◆ WRITTEN TASK
Please copy out every line of the entries below word for word, with no character changed.
Start of EXERCISE INPUT
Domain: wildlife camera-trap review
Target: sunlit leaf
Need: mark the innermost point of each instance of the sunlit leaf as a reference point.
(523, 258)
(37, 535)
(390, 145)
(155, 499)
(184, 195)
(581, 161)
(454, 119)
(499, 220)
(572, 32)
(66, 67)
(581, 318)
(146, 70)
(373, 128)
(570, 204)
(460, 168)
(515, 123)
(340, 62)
End of EXERCISE INPUT
◆ OUTPUT
Domain: wildlife camera-trap review
Target: sunlit leaf
Need: mark the innermost point of each instance of the sunlit leaf as a reference point.
(523, 258)
(37, 535)
(390, 145)
(155, 499)
(184, 195)
(581, 161)
(454, 119)
(499, 220)
(572, 32)
(66, 67)
(581, 318)
(146, 70)
(373, 128)
(570, 204)
(460, 168)
(515, 123)
(340, 62)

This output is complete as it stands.